** GOAL OF THE EXERCISE **
Can you recast every line of the material below as one numbered list, leaving out any blank lines?

(Point annotation material)
━━━━━━━━━━━━━━━━━━━━
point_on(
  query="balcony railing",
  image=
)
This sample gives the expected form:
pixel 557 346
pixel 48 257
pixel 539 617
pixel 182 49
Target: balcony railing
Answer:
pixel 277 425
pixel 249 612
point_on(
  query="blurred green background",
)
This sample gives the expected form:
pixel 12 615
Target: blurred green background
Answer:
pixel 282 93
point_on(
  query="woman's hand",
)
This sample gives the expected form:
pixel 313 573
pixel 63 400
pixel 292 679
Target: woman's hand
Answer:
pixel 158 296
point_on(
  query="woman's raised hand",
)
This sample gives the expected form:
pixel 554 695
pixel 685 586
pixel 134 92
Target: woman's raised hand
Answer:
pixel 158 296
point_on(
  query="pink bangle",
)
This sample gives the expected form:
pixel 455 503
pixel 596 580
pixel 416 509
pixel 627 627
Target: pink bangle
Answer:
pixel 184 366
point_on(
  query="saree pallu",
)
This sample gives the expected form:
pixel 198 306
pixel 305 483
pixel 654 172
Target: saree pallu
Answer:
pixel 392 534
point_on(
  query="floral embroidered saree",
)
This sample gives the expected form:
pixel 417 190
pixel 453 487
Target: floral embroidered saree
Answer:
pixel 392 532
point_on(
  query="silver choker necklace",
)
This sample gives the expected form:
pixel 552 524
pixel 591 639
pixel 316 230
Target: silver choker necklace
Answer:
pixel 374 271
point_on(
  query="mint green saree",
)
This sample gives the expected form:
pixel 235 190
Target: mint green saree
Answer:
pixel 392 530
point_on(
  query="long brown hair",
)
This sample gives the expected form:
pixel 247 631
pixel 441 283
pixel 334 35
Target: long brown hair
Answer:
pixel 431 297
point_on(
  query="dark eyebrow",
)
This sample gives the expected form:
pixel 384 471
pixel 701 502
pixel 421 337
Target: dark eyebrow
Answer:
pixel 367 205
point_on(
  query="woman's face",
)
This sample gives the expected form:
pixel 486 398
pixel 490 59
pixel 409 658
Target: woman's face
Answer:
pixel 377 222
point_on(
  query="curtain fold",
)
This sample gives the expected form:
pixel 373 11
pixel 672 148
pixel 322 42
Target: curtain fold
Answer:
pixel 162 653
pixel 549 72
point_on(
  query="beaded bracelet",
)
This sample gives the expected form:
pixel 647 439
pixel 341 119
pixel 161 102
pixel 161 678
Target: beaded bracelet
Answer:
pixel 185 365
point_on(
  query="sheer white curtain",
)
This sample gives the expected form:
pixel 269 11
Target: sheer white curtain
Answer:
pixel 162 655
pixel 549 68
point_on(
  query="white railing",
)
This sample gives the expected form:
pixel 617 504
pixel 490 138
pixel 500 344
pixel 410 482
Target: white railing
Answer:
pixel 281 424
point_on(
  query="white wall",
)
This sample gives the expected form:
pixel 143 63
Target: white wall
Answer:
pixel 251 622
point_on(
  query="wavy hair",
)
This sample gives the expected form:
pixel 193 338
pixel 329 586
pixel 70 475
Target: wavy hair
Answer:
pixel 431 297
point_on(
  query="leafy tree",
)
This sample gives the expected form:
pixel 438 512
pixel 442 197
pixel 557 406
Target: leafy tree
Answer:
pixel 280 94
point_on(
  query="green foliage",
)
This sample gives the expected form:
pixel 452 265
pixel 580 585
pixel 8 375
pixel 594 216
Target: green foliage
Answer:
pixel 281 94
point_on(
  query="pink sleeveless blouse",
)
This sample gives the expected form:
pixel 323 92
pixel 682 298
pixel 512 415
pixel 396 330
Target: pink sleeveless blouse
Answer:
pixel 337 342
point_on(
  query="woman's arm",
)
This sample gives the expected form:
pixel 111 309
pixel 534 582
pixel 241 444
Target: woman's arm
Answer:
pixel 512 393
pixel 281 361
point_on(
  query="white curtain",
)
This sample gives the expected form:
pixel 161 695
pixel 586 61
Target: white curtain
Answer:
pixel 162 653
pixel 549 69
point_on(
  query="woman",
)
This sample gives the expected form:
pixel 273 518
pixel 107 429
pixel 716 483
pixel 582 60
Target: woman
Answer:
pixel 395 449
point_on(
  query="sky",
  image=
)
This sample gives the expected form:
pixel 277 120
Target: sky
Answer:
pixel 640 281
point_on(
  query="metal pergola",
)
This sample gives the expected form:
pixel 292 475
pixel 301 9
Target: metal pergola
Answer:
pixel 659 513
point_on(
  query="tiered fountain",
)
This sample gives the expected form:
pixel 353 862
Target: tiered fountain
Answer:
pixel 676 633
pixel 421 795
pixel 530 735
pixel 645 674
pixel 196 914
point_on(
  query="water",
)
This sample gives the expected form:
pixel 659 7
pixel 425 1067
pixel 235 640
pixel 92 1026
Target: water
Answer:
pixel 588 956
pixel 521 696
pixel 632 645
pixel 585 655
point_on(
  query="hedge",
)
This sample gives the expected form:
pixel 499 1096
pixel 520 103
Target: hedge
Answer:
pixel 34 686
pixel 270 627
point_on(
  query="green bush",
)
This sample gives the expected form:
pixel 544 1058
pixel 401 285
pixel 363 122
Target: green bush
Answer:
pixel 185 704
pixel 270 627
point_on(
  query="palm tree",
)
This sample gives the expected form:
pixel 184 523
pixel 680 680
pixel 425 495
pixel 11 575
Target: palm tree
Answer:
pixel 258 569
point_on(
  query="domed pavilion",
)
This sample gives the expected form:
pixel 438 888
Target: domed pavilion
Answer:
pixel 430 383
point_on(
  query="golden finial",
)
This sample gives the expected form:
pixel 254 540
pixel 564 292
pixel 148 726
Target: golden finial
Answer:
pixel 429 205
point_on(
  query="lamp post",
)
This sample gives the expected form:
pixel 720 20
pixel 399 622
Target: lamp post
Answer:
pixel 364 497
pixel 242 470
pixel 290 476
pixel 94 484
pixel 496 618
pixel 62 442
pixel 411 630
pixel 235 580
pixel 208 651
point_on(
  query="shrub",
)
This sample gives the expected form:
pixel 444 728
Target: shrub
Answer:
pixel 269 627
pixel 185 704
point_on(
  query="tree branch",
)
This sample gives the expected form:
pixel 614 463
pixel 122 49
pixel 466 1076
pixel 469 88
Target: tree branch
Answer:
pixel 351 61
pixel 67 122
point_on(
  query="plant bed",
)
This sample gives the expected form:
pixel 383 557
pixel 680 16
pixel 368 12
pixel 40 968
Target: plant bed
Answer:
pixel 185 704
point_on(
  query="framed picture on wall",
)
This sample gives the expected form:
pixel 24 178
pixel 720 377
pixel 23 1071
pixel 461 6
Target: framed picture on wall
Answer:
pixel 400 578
━━━━━━━━━━━━━━━━━━━━
** FINAL RESULT **
1. point_on(
2.   query="balcony railing",
3.   image=
4. )
5. This sample gives the expected form:
6. pixel 557 346
7. pixel 48 257
8. pixel 539 617
9. pixel 182 49
10. Target: balcony railing
11. Answer:
12. pixel 277 425
13. pixel 249 612
14. point_on(
15.   query="blurred green background",
16. )
17. This sample gives the expected form:
18. pixel 12 615
19. Target: blurred green background
20. Answer:
21. pixel 282 93
22. point_on(
23.   query="woman's hand",
24. )
25. This sample gives the expected form:
26. pixel 313 573
27. pixel 63 400
28. pixel 292 679
29. Target: woman's hand
30. Answer:
31. pixel 158 296
32. point_on(
33.   query="woman's raised hand",
34. )
35. This sample gives the expected form:
36. pixel 554 695
37. pixel 685 586
38. pixel 134 92
39. Target: woman's raised hand
40. Answer:
41. pixel 158 296
42. point_on(
43.   query="pink bangle",
44. )
45. This sample gives the expected form:
46. pixel 455 503
47. pixel 596 580
48. pixel 416 509
49. pixel 627 627
50. Target: pink bangle
51. Answer:
52. pixel 184 366
53. point_on(
54.   query="saree pallu",
55. )
56. This sample gives the expected form:
57. pixel 198 306
58. pixel 305 483
59. pixel 654 172
60. Target: saree pallu
61. Answer:
62. pixel 392 534
63. point_on(
64.   query="floral embroidered saree",
65. )
66. This sample gives the expected form:
67. pixel 417 190
68. pixel 453 487
69. Target: floral embroidered saree
70. Answer:
71. pixel 392 532
72. point_on(
73.   query="silver choker necklace",
74. )
75. This sample gives the expected form:
76. pixel 552 524
77. pixel 591 639
78. pixel 316 230
79. Target: silver choker necklace
80. Answer:
81. pixel 374 271
82. point_on(
83.   query="mint green saree",
84. )
85. This sample gives the expected form:
86. pixel 235 190
87. Target: mint green saree
88. Answer:
89. pixel 392 530
90. point_on(
91.   query="long brown hair",
92. )
93. This sample gives the expected form:
94. pixel 247 631
95. pixel 441 283
96. pixel 334 35
97. Target: long brown hair
98. Answer:
99. pixel 431 297
100. point_on(
101.   query="dark eyebrow",
102. )
103. This sample gives the expected form:
104. pixel 384 471
105. pixel 701 502
106. pixel 421 337
107. Target: dark eyebrow
108. Answer:
109. pixel 367 205
110. point_on(
111.   query="woman's face",
112. )
113. This sample gives the expected form:
114. pixel 486 398
115. pixel 490 59
116. pixel 409 658
117. Target: woman's face
118. Answer:
119. pixel 377 222
120. point_on(
121.   query="curtain fold",
122. )
123. This sample gives the expected form:
124. pixel 373 11
125. pixel 672 148
126. pixel 322 42
127. Target: curtain fold
128. Answer:
129. pixel 162 653
130. pixel 549 72
131. point_on(
132.   query="beaded bracelet",
133. )
134. This sample gives the expected form:
135. pixel 647 439
136. pixel 341 119
137. pixel 161 102
138. pixel 161 678
139. Target: beaded bracelet
140. Answer:
141. pixel 185 365
142. point_on(
143.   query="sheer white curtain",
144. )
145. This sample gives the expected form:
146. pixel 269 11
147. Target: sheer white curtain
148. Answer:
149. pixel 162 655
150. pixel 549 68
151. point_on(
152.   query="white railing",
153. )
154. This sample gives the expected form:
155. pixel 617 504
156. pixel 490 138
157. pixel 500 344
158. pixel 410 482
159. Target: white railing
160. Answer:
161. pixel 281 424
162. point_on(
163.   query="white wall",
164. )
165. This sample gives the expected form:
166. pixel 143 63
167. Target: white wall
168. Answer:
169. pixel 251 622
170. point_on(
171.   query="wavy hair",
172. )
173. This sample gives the expected form:
174. pixel 193 338
175. pixel 329 586
176. pixel 70 475
177. Target: wavy hair
178. Answer:
179. pixel 431 297
180. point_on(
181.   query="leafy tree",
182. )
183. This sample gives the expected form:
184. pixel 438 512
185. pixel 442 197
186. pixel 557 406
187. Target: leafy tree
188. Answer:
189. pixel 280 94
190. point_on(
191.   query="green foliage",
192. )
193. This sample gives the expected form:
194. pixel 452 265
195. pixel 580 585
196. pixel 8 375
197. pixel 594 216
198. Target: green foliage
199. Answer:
200. pixel 281 94
201. point_on(
202.   query="pink sleeveless blouse",
203. )
204. This sample gives the expected form:
205. pixel 323 92
206. pixel 682 298
207. pixel 512 415
208. pixel 396 330
209. Target: pink sleeveless blouse
210. Answer:
211. pixel 337 342
212. point_on(
213.   query="woman's arm",
214. )
215. This sample gives the expected form:
216. pixel 111 309
217. pixel 534 582
218. pixel 241 444
219. Target: woman's arm
220. Answer:
221. pixel 512 393
222. pixel 281 361
223. point_on(
224.   query="white curtain",
225. )
226. This sample gives the expected form:
227. pixel 161 695
228. pixel 586 61
229. Target: white curtain
230. Answer:
231. pixel 162 653
232. pixel 549 69
233. point_on(
234.   query="woman",
235. )
236. This sample gives the expected form:
237. pixel 273 518
238. pixel 107 429
239. pixel 716 483
240. pixel 582 60
241. Target: woman
242. Answer:
243. pixel 395 449
244. point_on(
245.   query="sky",
246.   image=
247. )
248. This sample gives the expected form:
249. pixel 277 120
250. Target: sky
251. Answer:
252. pixel 640 281
253. point_on(
254.   query="metal pergola",
255. )
256. This sample gives the expected form:
257. pixel 292 475
258. pixel 301 9
259. Target: metal pergola
260. Answer:
261. pixel 659 513
262. point_on(
263.   query="tiered fountain",
264. )
265. This sample gives the expected form:
266. pixel 353 862
267. Target: tiered fountain
268. Answer:
269. pixel 676 633
270. pixel 421 795
271. pixel 530 735
272. pixel 645 674
273. pixel 196 914
274. point_on(
275.   query="water",
276. )
277. This sample gives the expected form:
278. pixel 659 7
279. pixel 425 1067
280. pixel 235 640
281. pixel 92 1026
282. Target: water
283. Answer:
284. pixel 588 956
285. pixel 521 696
286. pixel 632 645
287. pixel 585 655
288. point_on(
289.   query="hedge",
290. )
291. This sample gives the expected form:
292. pixel 499 1096
293. pixel 520 103
294. Target: hedge
295. Answer:
296. pixel 34 686
297. pixel 270 627
298. point_on(
299.   query="green bush",
300. )
301. This sample gives the expected form:
302. pixel 544 1058
303. pixel 401 285
304. pixel 363 122
305. Target: green bush
306. Answer:
307. pixel 185 704
308. pixel 270 627
309. point_on(
310.   query="palm tree",
311. )
312. This sample gives the expected form:
313. pixel 184 523
314. pixel 680 680
315. pixel 425 495
316. pixel 11 575
317. Target: palm tree
318. Answer:
319. pixel 258 569
320. point_on(
321.   query="domed pavilion",
322. )
323. This sample gives the expected form:
324. pixel 438 888
325. Target: domed pavilion
326. Answer:
327. pixel 430 383
328. point_on(
329.   query="golden finial",
330. )
331. This sample gives the expected form:
332. pixel 254 540
333. pixel 564 292
334. pixel 148 726
335. Target: golden finial
336. Answer:
337. pixel 429 205
338. point_on(
339.   query="lamp post",
340. )
341. This sample gives the expected form:
342. pixel 720 20
343. pixel 399 622
344. Target: lamp post
345. Answer:
346. pixel 364 497
347. pixel 242 470
348. pixel 290 476
349. pixel 94 484
350. pixel 496 618
351. pixel 62 442
352. pixel 411 630
353. pixel 235 580
354. pixel 208 651
355. point_on(
356.   query="shrub",
357. )
358. This sample gives the expected form:
359. pixel 444 728
360. Target: shrub
361. Answer:
362. pixel 269 627
363. pixel 185 704
364. point_on(
365.   query="tree branch",
366. )
367. This sample gives the expected form:
368. pixel 614 463
369. pixel 122 49
370. pixel 466 1076
371. pixel 469 88
372. Target: tree branch
373. Answer:
374. pixel 351 61
375. pixel 67 122
376. point_on(
377.   query="plant bed",
378. )
379. This sample gives the expected form:
380. pixel 383 557
381. pixel 680 16
382. pixel 368 12
383. pixel 40 968
384. Target: plant bed
385. Answer:
386. pixel 185 704
387. point_on(
388.   query="framed picture on wall",
389. )
390. This sample gives the expected form:
391. pixel 24 178
392. pixel 720 377
393. pixel 23 1071
394. pixel 461 6
395. Target: framed picture on wall
396. Answer:
397. pixel 400 578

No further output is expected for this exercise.